Regolamento europeo sul ripristino della Natura: in cosa consiste

Le nuove norme contribuiranno a ripristinare gli ecosistemi degradati negli habitat terrestri e marini degli Stati membri. Servirà a conseguire gli obiettivi generali dell’UE in materia di mitigazione dei cambiamenti climatici e adattamento ad essi e a migliorare la sicurezza alimentare.

Il regolamento, primo nel suo genere, è stato elaborato nel giugno 2022 come “legge sul ripristino della natura” a fronte dei dati sulla biodiversità secondo i quali oltre l’80% degli habitat europei è in cattive condizioni.

Il Regolamento si pone all’interno della strategia dell’UE sulla biodiversità per il 2030 e dovrebbe contribuire al mantenimento di quegli impegni internazionali in materia di ambiente presi dall’UE in particolare il quadro globale sulla biodiversità di Kunming-Montréal concordato alla conferenza delle Nazioni Unite sulla biodiversità (COP15) del 2022 e negli ultimi incontri internazionali (come la COP 28) , per presentarsi ai prossimi incontri con un nuovo risultato raggiunto sul fronte biodiversità.

▸ **LE TUE CONSEGNE**:
1. Nel brano sul ripristino della natura, quale quota degli habitat europei risulta in cattive condizioni secondo i dati sulla biodiversità?
2. Riprendi il brano sul ripristino della natura dopo la sua ultima frase.
Per svolgere queste consegne l'elenco non serve.

▸ **DATI GREZZI**:
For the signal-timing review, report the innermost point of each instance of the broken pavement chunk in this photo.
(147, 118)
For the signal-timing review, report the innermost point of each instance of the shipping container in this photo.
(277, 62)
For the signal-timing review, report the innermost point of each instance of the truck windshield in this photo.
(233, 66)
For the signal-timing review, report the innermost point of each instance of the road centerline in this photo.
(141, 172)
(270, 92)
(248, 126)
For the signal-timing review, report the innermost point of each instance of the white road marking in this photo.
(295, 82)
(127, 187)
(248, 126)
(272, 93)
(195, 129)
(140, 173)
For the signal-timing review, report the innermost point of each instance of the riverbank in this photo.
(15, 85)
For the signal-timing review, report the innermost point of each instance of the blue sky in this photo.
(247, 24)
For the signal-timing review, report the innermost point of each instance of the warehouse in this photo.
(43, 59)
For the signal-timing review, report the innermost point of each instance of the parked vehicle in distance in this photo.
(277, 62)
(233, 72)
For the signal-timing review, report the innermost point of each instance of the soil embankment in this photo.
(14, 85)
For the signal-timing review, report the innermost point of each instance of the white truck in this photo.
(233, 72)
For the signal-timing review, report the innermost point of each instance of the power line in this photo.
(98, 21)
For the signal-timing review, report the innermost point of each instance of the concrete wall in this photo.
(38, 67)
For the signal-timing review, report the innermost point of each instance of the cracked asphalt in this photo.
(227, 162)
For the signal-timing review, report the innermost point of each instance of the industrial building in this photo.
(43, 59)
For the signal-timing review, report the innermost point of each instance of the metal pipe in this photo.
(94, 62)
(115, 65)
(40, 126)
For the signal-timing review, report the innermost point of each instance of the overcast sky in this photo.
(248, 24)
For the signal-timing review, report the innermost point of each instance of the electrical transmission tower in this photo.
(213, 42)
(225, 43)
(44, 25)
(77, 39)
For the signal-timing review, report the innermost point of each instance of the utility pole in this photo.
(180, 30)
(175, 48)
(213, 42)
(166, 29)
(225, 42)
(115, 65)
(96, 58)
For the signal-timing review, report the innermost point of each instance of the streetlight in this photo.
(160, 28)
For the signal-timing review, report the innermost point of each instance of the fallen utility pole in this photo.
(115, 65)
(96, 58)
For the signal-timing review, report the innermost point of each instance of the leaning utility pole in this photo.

▸ **RISULTATI DELL'ESERCIZIO**:
1. Oltre l'80%.

2.
Cosa prevede la Legge sul ripristino della Natura

Il Regolamento UE pone obiettivi e obblighi specifici e giuridicamente vincolanti per il ripristino della natura nell’ecosistema terrestre, marittimo, d’acqua dolce e urbano per arginare “il collasso della biodiversità in Europa” come lo ha definito Alain Maron, ministro della Transizione climatica, della regione di Bruxelles-Capitale.

Inoltre, stabilisce requisiti specifici per diversi tipi di ecosistemi, tra cui i terreni agricoli, le foreste e gli ecosistemi urbani.

Quali sono gli ecosistemi terrestri e marini oggetto della legge europea sul ripristino della natura?

Il regolamento riguarda una serie di ecosistemi terrestri, costieri e d’acqua dolce, forestali, agricoli e urbani, comprese le zone umide, le praterie, le foreste, i fiumi e i laghi, nonché gli ecosistemi marini, tra cui le fanerogame marine e le praterie di spugne e coralli.

La precedenza nell’attuazione delle misure di ripristino, almeno fino al 2030 sarà data ai siti Natura 2000.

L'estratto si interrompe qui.